__What you are asked to do__.
In the data below, find the line containing "kneeling with rifle"; reproduce that line and all subsequent lines exactly, and nothing else.

(Stored dataset items)
--

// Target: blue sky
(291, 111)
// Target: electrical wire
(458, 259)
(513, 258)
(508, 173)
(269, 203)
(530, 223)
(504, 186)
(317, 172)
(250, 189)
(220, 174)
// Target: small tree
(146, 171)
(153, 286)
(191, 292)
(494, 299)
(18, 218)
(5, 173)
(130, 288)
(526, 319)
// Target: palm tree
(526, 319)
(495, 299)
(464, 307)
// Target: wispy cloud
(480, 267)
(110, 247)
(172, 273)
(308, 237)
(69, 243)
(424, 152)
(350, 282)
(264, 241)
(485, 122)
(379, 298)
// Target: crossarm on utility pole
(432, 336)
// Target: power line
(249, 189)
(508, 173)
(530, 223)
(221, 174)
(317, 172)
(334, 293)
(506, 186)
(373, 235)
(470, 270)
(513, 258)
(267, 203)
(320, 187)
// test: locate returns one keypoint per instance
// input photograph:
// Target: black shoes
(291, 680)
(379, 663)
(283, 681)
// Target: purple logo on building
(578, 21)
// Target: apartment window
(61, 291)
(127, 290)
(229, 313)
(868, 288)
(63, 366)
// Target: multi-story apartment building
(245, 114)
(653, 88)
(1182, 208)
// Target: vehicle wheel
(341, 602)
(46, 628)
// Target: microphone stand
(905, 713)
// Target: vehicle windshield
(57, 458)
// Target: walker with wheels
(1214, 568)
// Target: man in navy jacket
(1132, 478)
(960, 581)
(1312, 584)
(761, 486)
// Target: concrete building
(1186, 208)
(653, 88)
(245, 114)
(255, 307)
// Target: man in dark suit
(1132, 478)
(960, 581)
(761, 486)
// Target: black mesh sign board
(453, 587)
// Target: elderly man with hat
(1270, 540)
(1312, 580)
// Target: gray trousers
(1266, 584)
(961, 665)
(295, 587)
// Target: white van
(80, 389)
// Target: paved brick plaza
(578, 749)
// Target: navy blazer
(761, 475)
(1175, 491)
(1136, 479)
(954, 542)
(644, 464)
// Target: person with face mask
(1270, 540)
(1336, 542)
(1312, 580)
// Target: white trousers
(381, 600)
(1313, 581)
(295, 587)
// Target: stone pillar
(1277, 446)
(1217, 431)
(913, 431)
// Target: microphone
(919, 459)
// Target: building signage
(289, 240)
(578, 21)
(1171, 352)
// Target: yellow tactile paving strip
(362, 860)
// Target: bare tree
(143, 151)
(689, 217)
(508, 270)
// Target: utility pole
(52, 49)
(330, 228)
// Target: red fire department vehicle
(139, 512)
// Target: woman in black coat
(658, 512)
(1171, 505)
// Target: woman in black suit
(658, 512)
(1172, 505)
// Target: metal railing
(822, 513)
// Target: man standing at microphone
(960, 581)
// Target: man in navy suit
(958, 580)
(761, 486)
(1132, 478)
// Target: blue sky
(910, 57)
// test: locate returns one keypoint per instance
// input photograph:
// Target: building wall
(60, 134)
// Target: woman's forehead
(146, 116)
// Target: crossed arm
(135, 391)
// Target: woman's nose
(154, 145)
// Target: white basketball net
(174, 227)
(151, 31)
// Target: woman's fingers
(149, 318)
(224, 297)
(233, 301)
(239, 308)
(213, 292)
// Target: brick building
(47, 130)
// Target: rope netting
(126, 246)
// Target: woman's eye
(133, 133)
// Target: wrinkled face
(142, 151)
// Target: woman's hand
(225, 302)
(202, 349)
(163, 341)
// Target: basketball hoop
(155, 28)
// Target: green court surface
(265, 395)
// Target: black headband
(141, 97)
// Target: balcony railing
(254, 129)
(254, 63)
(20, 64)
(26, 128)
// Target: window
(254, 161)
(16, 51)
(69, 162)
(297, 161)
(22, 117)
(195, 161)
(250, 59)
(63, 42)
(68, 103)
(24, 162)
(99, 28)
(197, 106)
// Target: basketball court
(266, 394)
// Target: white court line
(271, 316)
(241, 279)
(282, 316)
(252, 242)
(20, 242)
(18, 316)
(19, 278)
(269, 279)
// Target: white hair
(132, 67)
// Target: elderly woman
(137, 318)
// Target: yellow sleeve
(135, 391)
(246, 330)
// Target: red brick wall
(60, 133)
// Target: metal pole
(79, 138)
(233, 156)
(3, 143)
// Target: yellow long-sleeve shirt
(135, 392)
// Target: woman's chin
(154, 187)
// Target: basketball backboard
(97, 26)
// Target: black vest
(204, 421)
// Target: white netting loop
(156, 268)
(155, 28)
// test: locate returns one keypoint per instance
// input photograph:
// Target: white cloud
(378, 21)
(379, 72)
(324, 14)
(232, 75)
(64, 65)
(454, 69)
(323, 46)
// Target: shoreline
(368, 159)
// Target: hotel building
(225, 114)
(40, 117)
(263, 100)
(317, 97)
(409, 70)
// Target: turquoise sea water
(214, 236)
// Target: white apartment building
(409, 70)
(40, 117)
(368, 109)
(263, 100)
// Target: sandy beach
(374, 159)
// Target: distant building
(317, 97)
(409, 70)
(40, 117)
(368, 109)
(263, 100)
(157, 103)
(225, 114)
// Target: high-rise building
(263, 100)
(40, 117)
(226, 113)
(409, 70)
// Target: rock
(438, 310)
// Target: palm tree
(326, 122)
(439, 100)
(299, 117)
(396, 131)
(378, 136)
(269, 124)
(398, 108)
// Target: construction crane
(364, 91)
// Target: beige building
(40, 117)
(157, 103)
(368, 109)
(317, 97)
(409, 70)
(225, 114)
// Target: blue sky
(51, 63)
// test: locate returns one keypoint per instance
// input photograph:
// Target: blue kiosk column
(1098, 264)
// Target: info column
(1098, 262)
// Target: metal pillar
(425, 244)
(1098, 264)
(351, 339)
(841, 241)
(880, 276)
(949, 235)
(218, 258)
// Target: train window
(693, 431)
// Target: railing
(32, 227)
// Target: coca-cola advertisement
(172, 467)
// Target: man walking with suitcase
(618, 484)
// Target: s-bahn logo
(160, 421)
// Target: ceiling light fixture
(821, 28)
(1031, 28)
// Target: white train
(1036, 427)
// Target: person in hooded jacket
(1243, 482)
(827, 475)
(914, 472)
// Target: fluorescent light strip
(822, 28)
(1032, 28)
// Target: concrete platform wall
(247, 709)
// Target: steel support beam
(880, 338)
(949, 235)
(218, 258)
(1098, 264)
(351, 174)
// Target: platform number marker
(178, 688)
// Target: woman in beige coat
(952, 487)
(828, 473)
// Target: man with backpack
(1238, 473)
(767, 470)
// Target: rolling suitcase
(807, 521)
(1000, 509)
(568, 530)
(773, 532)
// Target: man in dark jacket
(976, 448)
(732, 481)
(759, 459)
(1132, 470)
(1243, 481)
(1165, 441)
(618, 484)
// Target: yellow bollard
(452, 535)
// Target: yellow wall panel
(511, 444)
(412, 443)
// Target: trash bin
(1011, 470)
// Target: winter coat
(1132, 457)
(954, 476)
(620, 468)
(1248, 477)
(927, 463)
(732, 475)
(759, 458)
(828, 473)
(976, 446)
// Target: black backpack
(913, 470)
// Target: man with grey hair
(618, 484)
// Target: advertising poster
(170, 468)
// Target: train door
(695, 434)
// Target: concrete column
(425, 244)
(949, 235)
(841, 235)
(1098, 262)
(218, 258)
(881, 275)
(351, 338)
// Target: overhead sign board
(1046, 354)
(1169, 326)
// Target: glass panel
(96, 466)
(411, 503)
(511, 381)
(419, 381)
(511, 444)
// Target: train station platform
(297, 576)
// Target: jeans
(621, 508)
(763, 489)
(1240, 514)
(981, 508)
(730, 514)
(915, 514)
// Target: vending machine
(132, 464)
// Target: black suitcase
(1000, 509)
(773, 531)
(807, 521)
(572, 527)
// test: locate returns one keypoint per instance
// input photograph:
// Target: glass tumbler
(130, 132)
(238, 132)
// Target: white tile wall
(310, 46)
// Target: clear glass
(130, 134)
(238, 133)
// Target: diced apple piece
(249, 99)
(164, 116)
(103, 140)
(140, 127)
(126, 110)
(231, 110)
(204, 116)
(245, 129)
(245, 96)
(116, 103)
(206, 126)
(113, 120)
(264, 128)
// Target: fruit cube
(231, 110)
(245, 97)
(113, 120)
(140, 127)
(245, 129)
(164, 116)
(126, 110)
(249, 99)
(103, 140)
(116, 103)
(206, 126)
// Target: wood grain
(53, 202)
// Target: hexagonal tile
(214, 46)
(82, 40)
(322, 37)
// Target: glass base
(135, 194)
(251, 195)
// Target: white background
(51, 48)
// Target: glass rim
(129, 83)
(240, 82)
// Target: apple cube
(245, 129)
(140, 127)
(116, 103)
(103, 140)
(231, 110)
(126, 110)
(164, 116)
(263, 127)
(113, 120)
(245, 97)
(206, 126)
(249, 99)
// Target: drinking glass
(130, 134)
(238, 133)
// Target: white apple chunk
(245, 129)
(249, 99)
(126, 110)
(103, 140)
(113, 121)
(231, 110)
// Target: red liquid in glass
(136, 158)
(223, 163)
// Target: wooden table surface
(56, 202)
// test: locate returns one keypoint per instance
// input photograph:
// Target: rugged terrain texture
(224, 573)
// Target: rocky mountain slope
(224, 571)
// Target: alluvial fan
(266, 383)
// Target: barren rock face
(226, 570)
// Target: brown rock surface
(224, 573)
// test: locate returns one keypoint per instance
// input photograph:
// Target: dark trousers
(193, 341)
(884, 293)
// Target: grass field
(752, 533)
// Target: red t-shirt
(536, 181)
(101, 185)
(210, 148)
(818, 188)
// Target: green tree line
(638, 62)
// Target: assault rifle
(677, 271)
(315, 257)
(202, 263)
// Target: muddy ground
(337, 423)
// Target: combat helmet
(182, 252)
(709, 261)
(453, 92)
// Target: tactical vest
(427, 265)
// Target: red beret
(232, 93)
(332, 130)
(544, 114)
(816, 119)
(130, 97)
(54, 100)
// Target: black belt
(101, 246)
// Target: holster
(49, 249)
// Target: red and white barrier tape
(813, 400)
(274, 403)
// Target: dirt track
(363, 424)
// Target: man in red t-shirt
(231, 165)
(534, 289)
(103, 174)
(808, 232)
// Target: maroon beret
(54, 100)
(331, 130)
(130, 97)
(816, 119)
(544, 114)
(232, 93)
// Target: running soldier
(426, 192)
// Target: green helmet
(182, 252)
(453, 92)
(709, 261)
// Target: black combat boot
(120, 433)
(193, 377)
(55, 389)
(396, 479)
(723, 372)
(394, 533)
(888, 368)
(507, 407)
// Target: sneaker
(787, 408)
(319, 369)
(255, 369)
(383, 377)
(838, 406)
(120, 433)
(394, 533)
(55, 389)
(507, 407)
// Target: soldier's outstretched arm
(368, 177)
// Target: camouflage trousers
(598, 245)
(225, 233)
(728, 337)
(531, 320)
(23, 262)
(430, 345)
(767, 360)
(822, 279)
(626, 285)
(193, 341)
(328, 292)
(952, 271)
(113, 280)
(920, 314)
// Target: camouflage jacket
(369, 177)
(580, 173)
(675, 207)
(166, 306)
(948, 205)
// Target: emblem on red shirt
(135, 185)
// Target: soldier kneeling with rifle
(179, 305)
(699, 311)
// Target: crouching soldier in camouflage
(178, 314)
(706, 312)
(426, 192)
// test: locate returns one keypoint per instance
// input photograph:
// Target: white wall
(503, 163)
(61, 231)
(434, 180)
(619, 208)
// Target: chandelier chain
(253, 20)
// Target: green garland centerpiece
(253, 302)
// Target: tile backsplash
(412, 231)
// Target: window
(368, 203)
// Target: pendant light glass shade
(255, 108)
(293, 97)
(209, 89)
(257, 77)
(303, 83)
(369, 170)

--

__Solution to this exercise__.
// Target: soldier kneeling with rifle
(179, 305)
(699, 311)
// Target: crouching soldier in camouflage
(178, 314)
(706, 312)
(426, 192)
// test: locate returns one keypoint per instance
// input photograph:
// Target: white wall
(503, 163)
(61, 231)
(434, 180)
(619, 208)
// Target: chandelier chain
(253, 20)
// Target: green garland centerpiece
(253, 302)
// Target: tile backsplash
(412, 231)
// Target: window
(368, 203)
// Target: pendant light glass shade
(255, 108)
(293, 97)
(209, 89)
(257, 77)
(303, 83)
(369, 170)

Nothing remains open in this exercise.